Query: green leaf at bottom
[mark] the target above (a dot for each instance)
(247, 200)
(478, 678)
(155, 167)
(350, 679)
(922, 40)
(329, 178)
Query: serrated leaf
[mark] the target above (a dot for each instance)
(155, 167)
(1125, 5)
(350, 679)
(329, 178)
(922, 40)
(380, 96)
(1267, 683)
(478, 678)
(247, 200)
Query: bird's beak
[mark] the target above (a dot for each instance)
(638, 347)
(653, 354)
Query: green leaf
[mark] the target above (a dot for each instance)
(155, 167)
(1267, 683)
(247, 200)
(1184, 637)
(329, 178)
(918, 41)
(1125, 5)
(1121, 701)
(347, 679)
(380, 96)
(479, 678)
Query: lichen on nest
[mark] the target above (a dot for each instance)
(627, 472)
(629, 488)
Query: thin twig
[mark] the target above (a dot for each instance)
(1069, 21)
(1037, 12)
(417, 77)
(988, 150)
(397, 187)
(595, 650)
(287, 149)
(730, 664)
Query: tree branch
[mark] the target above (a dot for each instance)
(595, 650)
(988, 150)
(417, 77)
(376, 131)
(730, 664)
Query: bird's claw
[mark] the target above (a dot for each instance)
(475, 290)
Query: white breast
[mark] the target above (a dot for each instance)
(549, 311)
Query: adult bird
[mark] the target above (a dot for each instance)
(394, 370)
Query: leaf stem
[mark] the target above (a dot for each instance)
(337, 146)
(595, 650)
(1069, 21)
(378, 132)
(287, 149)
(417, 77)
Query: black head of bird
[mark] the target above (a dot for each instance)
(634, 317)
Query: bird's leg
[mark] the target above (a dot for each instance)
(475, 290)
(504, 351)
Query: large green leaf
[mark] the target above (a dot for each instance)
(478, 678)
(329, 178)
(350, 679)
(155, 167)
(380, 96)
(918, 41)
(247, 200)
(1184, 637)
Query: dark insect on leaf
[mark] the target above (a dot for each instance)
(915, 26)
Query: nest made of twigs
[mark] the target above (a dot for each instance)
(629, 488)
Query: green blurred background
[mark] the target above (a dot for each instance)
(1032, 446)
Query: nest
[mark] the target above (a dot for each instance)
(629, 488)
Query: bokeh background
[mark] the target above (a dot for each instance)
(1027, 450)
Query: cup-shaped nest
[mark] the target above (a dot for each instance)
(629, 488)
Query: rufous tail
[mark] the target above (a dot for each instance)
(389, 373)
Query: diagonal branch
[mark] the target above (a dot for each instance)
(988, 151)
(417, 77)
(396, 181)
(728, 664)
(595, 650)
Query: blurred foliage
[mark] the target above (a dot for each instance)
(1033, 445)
==============================
• **Task brief**: All of the entries should be written out again exactly.

• **In response**:
Query: green leaf at bottom
[mark] the target above (a dot for each instance)
(247, 200)
(478, 678)
(155, 167)
(350, 679)
(922, 40)
(329, 178)
Query: serrated leaf
[mark] the target above (a dot for each instance)
(155, 167)
(1125, 5)
(350, 679)
(329, 178)
(922, 40)
(380, 96)
(1267, 683)
(478, 678)
(247, 200)
Query: bird's beak
[mark] the target above (a dot for each instance)
(638, 347)
(653, 354)
Query: green leaf
[mark] the target above (a dot for each instance)
(155, 167)
(1267, 683)
(247, 200)
(1184, 637)
(329, 178)
(918, 41)
(1125, 5)
(1121, 701)
(347, 679)
(380, 96)
(479, 678)
Query: lichen on nest
[mark] the target above (a dot for each instance)
(627, 472)
(629, 488)
Query: thin twig
[mark] the target above (a dot for each instance)
(1069, 21)
(1037, 12)
(417, 77)
(988, 150)
(397, 187)
(595, 650)
(287, 149)
(730, 664)
Query: tree branch
[mark] the target above (a dot for each instance)
(595, 650)
(988, 150)
(417, 77)
(376, 131)
(730, 664)
Query: bird's claw
[mark] the target above (a dot for each instance)
(475, 290)
Query: white breast
[mark] the target above (a dot for each instance)
(549, 311)
Query: adult bird
[mark] the target above (a dot for each instance)
(394, 370)
Query: leaf stem
[mark] the target above (a dot for each instance)
(337, 146)
(595, 650)
(1069, 21)
(378, 132)
(287, 149)
(417, 77)
Query: black head of bird
[mark] the target above (a dot for each instance)
(634, 317)
Query: bird's leg
[mark] the target above (a dot for each instance)
(475, 290)
(504, 351)
Query: large green leaf
[mark] the target above (a dot for each instance)
(478, 678)
(329, 178)
(350, 679)
(155, 167)
(380, 96)
(918, 41)
(247, 200)
(1184, 637)
Query: dark insect on leaf
[mark] the target above (a dot for each instance)
(915, 26)
Query: nest made of twigs
[mark] the target above (a dot for each instance)
(629, 488)
Query: green blurred background
[mark] the target above (a dot for each instance)
(1032, 446)
Query: nest
[mark] the target above (a dot for each instance)
(629, 488)
Query: bokeh background
[mark] the target above (a dot for each instance)
(1027, 450)
Query: cup-shaped nest
[mark] the target above (a dot for each instance)
(629, 488)
Query: rufous tail
[mark] the target above (a dot for each instance)
(389, 373)
Query: diagonal branch
[mark] the target above (a dot for each instance)
(988, 151)
(417, 77)
(396, 181)
(728, 664)
(595, 650)
Query: blurred foliage
[mark] the target above (a dot for each instance)
(1033, 445)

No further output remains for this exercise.